**To be done:** Please lay out the material as a numbered list, beginning at the line that has "(33,120) (no space after the comma)." and stopping after the last line of the material, with blank lines left out. Include no other lines.

**Extracted entries:**
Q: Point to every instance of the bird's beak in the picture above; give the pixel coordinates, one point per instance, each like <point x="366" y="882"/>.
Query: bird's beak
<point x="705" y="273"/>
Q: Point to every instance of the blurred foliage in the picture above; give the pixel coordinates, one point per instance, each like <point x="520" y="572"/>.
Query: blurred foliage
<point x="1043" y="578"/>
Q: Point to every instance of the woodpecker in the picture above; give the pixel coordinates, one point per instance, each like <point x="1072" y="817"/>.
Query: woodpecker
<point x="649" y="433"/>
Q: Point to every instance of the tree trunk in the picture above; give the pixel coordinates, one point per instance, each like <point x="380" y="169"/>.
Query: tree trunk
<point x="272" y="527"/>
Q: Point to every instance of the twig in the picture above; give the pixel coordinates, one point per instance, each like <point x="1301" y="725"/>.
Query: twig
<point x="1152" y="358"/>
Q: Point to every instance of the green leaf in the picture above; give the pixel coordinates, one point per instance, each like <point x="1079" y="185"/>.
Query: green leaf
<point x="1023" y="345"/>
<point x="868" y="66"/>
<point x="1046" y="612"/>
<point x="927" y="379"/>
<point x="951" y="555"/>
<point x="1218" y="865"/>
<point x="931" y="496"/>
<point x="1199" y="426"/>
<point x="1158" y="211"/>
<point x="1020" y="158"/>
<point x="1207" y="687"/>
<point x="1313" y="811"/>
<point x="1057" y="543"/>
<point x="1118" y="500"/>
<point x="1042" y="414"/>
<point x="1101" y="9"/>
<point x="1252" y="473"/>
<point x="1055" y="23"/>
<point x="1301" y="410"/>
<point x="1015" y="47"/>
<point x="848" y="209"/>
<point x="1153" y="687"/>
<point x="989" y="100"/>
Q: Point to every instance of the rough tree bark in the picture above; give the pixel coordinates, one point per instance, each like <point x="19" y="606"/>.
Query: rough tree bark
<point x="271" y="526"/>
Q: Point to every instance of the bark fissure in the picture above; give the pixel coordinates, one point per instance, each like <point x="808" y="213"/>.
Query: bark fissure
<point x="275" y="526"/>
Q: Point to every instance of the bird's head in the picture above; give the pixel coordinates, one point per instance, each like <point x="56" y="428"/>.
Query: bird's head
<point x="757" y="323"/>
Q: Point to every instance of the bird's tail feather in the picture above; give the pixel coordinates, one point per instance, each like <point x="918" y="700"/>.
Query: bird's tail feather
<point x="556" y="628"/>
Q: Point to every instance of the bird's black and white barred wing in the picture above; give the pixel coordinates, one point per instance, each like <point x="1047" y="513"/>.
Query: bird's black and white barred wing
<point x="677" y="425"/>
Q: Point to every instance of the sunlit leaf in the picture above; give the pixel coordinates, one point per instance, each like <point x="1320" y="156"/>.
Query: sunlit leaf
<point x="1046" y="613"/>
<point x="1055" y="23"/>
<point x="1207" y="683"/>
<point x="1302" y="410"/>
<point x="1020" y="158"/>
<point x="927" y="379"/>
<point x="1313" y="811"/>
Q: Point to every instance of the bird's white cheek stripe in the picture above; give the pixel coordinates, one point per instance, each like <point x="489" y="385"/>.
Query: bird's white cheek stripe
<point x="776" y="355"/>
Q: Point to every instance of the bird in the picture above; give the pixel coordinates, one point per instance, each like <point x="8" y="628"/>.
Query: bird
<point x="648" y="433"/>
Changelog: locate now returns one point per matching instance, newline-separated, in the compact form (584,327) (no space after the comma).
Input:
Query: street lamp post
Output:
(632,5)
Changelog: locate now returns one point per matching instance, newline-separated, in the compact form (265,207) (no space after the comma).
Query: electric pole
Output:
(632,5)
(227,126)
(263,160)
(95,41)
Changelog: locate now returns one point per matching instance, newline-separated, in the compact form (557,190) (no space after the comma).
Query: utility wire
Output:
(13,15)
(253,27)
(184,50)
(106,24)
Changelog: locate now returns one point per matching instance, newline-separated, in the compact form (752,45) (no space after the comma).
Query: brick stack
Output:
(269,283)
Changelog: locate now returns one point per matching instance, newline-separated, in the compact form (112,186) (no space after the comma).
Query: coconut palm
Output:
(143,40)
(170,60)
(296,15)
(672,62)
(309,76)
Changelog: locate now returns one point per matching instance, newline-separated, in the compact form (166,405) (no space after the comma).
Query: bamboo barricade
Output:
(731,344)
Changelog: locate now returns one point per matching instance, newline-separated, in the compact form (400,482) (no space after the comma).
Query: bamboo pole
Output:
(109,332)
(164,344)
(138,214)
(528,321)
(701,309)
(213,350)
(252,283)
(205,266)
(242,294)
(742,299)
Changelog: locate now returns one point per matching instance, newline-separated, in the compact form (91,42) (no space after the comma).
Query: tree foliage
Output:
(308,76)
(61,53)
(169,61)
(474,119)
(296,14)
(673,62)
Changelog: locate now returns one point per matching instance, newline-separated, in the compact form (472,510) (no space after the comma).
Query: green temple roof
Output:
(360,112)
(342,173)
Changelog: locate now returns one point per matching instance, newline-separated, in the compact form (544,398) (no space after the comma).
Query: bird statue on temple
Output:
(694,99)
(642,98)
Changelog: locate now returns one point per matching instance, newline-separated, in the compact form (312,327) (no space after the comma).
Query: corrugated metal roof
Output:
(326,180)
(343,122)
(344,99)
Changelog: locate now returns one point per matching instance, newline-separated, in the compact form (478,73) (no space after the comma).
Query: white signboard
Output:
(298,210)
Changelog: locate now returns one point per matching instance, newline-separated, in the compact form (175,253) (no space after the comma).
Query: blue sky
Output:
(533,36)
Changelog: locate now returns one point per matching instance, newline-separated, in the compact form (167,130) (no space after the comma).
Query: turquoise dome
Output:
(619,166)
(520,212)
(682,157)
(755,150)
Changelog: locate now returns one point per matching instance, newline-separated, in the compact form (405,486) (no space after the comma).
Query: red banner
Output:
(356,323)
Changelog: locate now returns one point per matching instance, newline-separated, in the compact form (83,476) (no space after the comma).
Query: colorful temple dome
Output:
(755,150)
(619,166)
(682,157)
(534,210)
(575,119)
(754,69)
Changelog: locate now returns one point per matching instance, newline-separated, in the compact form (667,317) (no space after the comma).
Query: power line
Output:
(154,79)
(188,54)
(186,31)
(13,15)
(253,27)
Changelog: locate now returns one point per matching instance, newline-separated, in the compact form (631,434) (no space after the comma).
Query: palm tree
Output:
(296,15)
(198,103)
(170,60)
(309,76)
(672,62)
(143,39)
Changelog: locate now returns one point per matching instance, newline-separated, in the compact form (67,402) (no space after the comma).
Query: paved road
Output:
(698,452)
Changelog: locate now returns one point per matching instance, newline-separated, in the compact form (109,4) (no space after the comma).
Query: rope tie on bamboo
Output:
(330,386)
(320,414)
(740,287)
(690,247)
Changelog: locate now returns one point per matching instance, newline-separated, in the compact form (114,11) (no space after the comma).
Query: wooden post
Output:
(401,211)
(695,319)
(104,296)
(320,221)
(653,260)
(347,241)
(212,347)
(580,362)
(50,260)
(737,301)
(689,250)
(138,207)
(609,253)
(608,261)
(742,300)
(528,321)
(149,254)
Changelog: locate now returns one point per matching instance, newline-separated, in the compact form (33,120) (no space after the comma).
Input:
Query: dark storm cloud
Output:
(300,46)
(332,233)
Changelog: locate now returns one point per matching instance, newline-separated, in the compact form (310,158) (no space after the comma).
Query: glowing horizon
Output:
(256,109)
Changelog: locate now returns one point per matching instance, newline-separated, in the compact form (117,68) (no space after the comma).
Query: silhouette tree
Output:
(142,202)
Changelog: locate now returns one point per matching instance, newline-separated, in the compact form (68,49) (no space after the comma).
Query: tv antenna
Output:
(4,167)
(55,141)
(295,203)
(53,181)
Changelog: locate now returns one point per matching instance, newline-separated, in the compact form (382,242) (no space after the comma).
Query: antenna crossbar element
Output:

**Solved exercise:**
1. Changelog: locate now returns one point per matching instance, newline-separated, in the compact form (33,120) (no space after the comma).
2. Input:
3. Query: dark storm cloud
4. Output:
5. (300,46)
6. (332,233)
7. Changelog: locate now returns one point per matching instance, newline-separated, in the compact form (310,158) (no space after the comma).
8. Query: glowing horizon
9. Output:
10. (256,109)
11. Changelog: locate now returns one point per matching instance, newline-separated, in the compact form (117,68) (no space after the comma).
12. Query: silhouette tree
13. Output:
14. (142,202)
15. Changelog: locate now returns one point per matching instance, newline-separated, in the compact form (68,49) (no space after the comma).
16. Query: tv antenna
17. Output:
18. (4,167)
19. (55,141)
20. (295,203)
21. (53,181)
22. Changelog: locate now returns one point per matching instance, newline-separated, in the compact form (382,242) (no space after the comma).
23. Query: antenna crossbar element
24. Output:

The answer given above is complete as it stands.